Dataset extract:
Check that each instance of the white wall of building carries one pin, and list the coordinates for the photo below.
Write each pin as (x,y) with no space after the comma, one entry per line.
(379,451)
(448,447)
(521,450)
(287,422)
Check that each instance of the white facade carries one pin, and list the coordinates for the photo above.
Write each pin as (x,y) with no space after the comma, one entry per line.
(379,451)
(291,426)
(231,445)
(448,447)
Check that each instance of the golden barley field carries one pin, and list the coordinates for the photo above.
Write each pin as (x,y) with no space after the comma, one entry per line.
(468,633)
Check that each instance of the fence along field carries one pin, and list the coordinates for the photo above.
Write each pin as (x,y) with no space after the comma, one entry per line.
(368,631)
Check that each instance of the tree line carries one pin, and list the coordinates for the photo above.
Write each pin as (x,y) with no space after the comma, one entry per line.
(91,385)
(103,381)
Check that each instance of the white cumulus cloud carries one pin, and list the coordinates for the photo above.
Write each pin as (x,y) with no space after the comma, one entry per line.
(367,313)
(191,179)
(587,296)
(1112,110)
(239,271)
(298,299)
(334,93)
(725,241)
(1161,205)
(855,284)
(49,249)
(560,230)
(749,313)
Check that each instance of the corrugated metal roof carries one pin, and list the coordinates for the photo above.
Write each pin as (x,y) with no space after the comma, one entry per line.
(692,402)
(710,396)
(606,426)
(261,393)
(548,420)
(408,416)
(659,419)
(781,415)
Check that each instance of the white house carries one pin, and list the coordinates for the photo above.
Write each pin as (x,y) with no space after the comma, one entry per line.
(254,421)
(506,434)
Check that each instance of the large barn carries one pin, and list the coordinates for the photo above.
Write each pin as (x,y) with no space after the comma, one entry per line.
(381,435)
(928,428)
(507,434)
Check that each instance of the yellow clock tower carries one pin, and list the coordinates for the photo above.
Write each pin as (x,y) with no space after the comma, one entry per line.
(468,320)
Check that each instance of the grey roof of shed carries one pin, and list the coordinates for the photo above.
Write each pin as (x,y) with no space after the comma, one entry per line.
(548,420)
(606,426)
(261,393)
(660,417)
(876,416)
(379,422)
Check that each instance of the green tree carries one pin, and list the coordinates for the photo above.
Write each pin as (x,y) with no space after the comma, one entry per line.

Exercise details: Rewrite all of the entries above, changing "pin" to "marker" and keeping everything else the same.

Answer below:
Check that each instance of the white wall of building carries one marker, and list the coordinates for the photo below.
Write each marker as (x,y) with no space after the comma, one entry per line.
(379,451)
(448,447)
(521,450)
(287,422)
Check that each instance of the white facade carries one marker, and list the coordinates for the photo above.
Write each marker as (x,y) with no space after the comma, one entry per line.
(379,451)
(291,426)
(231,445)
(448,447)
Check that each instance of the golden barley field carries one marker, and list the coordinates for the photo above.
Write each marker as (x,y) with no space after the comma, one entry per line.
(468,633)
Check that each instance of the fence along field carries one marker, and list the coordinates for the photo above.
Write each marker as (x,y) with no space after the comma, one entry per line.
(368,631)
Check that each instance of the tree line carries one marker, and list the coordinates for the photo above.
Write each marker as (x,y) with no space after the comma, one entry per line.
(91,385)
(103,381)
Check that each instance of the white cumulus cloud carries one marker, and list the coordinates for the photo above.
Write each marker as (x,y) with no space after the comma, one entry per line.
(367,313)
(191,179)
(587,296)
(1112,110)
(239,271)
(298,299)
(334,93)
(725,241)
(1161,205)
(855,284)
(49,249)
(560,230)
(749,313)
Check that each instance of the corrugated metal roof carries one marker, and list the coordinates for the photo above.
Write each marker as (x,y) with no space after the comma, one entry per line.
(692,402)
(710,396)
(606,426)
(261,393)
(548,420)
(408,416)
(659,419)
(781,415)
Check that each instance of the white house carries one marker, and list the coordinates for the photo above.
Write each marker as (x,y) with no space after the comma, one entry per line.
(254,421)
(506,434)
Check that each instance of the large barn carries one marker, and list the coordinates for the photo above.
Write each marker as (x,y) with no space after the comma, one entry per line.
(381,435)
(928,428)
(507,434)
Check that each instance of the yellow clock tower carries one marker, and list the coordinates for the photo above.
Write each marker as (x,y) with no space after the comma, one entry per line.
(468,320)
Check that each instance of the grey roof of shed carries one marker, and list the coordinates for the photo above.
Write each marker as (x,y) with no space after the comma, one entry per line.
(548,420)
(606,426)
(261,393)
(660,417)
(876,416)
(379,422)
Check that each instance of the green tree carries one marker, and list the coordinates for the photo above.
Write each marker as (x,y) with no space after the comma, one entry per line.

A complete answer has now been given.